WRITTEN REQUEST » Reproduce the material below with each "camera-trap review" switched to "clinic photo review" and nothing else altered. Omit the pictures from your answer.

RECORDS »
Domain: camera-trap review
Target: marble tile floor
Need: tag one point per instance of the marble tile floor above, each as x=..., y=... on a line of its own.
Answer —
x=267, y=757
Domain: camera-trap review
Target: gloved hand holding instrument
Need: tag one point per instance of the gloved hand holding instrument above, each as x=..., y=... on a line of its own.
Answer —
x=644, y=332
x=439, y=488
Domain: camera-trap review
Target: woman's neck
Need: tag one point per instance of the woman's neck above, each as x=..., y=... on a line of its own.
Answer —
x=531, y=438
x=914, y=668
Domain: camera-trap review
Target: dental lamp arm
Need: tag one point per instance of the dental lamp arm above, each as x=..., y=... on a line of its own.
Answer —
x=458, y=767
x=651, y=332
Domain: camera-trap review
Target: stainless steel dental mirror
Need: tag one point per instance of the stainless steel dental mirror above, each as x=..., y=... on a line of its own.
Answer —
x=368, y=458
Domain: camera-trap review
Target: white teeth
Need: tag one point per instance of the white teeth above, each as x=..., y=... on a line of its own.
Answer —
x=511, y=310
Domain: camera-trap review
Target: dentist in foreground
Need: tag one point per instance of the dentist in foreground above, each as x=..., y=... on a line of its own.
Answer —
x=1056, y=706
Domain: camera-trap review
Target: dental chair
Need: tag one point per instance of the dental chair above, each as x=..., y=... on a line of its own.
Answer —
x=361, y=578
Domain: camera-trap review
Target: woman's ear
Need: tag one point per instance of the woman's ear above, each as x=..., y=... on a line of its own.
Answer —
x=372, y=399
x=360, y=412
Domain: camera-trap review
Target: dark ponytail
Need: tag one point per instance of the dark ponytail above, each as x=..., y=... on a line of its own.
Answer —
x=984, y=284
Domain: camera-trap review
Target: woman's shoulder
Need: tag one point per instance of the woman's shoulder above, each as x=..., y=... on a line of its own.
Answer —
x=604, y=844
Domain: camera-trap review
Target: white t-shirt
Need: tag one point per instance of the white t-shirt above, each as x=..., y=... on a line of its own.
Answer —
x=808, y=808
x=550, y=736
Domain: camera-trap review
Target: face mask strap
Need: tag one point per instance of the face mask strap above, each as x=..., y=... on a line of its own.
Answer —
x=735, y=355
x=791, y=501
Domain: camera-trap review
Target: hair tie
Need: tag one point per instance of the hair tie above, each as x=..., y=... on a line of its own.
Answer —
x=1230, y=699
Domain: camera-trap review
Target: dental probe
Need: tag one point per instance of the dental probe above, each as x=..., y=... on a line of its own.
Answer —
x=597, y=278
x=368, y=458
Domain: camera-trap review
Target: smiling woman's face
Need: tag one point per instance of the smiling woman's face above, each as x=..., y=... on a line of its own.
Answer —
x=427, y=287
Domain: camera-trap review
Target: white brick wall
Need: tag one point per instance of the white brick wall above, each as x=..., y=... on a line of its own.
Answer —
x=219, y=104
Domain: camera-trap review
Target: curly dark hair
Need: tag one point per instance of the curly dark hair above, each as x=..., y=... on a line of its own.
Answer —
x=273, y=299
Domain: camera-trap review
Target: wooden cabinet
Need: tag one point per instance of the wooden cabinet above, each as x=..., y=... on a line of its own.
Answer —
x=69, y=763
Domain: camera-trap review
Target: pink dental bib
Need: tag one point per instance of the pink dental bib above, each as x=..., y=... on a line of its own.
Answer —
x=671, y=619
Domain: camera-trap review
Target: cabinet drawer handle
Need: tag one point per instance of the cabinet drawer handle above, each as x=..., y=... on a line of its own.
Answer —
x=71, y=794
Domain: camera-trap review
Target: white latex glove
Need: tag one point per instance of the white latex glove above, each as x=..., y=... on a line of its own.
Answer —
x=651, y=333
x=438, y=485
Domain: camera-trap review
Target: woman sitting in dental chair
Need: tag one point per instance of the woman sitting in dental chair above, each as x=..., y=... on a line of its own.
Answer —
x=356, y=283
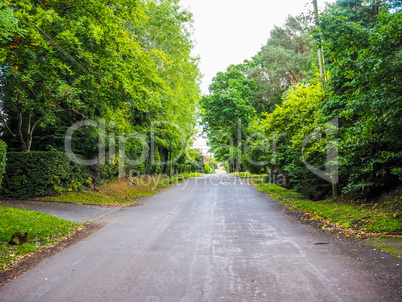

COMPLETE OUTPUT »
Domain: clinic photo review
Target: marble tile floor
Need: tag one point per instance of the marble tile floor above, each as x=..., y=... on a line of its own.
Answer —
x=267, y=757
Domain: clinic photo review
Target: gloved hand holding instrument
Need: tag one point per instance of the gloved hand holding instrument above, each as x=..., y=... on a line of its own.
Answer —
x=644, y=332
x=439, y=488
Domain: clinic photo review
Target: woman's neck
Need: tag one point per instance of the woman's neck above, each as x=..., y=... on a line of its own.
Answer —
x=531, y=438
x=914, y=668
Domain: clinic photo review
Target: dental lamp arm
Need: tag one point per instance of the dental lamp arm above, each as x=..., y=... on a line of its own.
Answer —
x=458, y=767
x=651, y=332
Domain: clinic photo review
Target: stainless steel dental mirror
Need: tag one point per instance of the stainless steel dental mirror above, each as x=..., y=... on a line of its own.
Answer —
x=368, y=458
Domain: clinic photo review
Target: white teeth
Need: tag one point per instance of the white teeth above, each as x=..., y=... on a line of its own.
Answer —
x=511, y=310
Domain: clinic photo review
Target: dentist in foreground
Need: tag one point per instance of the dentist in foreground above, each as x=..., y=... on a line of its own.
Answer —
x=1056, y=706
Domain: clinic photo review
Target: dental chair
Need: tag one point per instance of the dental chair above, each as x=..., y=... on a line of its own.
Answer —
x=361, y=578
Domain: clinic photo review
Target: woman's ear
Need: tag one point per instance of the woman's ear above, each as x=..., y=... on a line of its own.
Answer —
x=372, y=399
x=360, y=412
Domain: clinic photo review
Target: dark ponytail
Need: tag one point per instance of the dark ponytail above, each as x=..., y=... on a line of its own.
Answer —
x=984, y=284
Domain: clinic photo review
Target: woman's shoulder
Need: tag one point per instance of the woman's shoulder above, each as x=..., y=... on a line of its own.
Answer —
x=604, y=844
Domain: clinic photo review
Target: white t-shirt
Need: tag one point per instance of the white t-shirt above, each as x=..., y=... on a line of its own.
Answer —
x=808, y=808
x=550, y=736
Domain: clinic photo review
Target: face mask strap
Need: tag one point per instance of the face mask strap above, each as x=..., y=... on a line of its own.
Answer —
x=735, y=355
x=791, y=501
Domain: clinic photo review
Target: hair tie
Need: tag one point per instance of the hair tie above, each as x=..., y=... on a line of its own.
Answer —
x=1230, y=699
Domain: clinic photo review
Target: dental probe
Need: tag one point per instance of the dental probe above, each as x=..., y=... on a line of its own.
Answer —
x=597, y=278
x=368, y=458
Domain: clinic photo review
Target: smiling woman's face
Need: tag one point per instance of the smiling woman's face above, each as x=..., y=... on a line of its own.
Answer —
x=427, y=287
Domain: clinic photo review
Target: white brick wall
Need: tag one point per instance of the white brick wall above, each as x=..., y=... on a line of its own.
Answer —
x=219, y=104
Domain: clinic photo review
Target: curly dark hair
Need: tag one point per instance of the curly dark hair above, each as x=..., y=... on a line of its own.
Answer —
x=273, y=299
Domain: clinic photo review
Target: wooden cabinet
Need: tag one point per instance of the wooden cabinet above, each as x=..., y=... on a line of its own.
Answer —
x=69, y=763
Domain: clinic photo review
Target: pink dental bib
Need: tag one point per instance of the pink dental bib above, each as x=..., y=... on a line of its own.
Answer —
x=671, y=619
Domain: clinic photo review
Target: cabinet drawer handle
Need: tag one point per instance of the cabinet drawer handle above, each as x=..., y=... on a line of its own.
Answer —
x=71, y=794
Domain: clinic photo review
Target: white latex glove
Need: tag one point per instance of the white latex glove above, each as x=..., y=... on a line of its own.
Answer —
x=651, y=333
x=438, y=485
Domain: clinic photo review
Target: woman sitting in dental chair
Need: tag one point per instance of the woman sitting in dental chair above, each as x=..., y=... on a line of its own.
Answer —
x=356, y=283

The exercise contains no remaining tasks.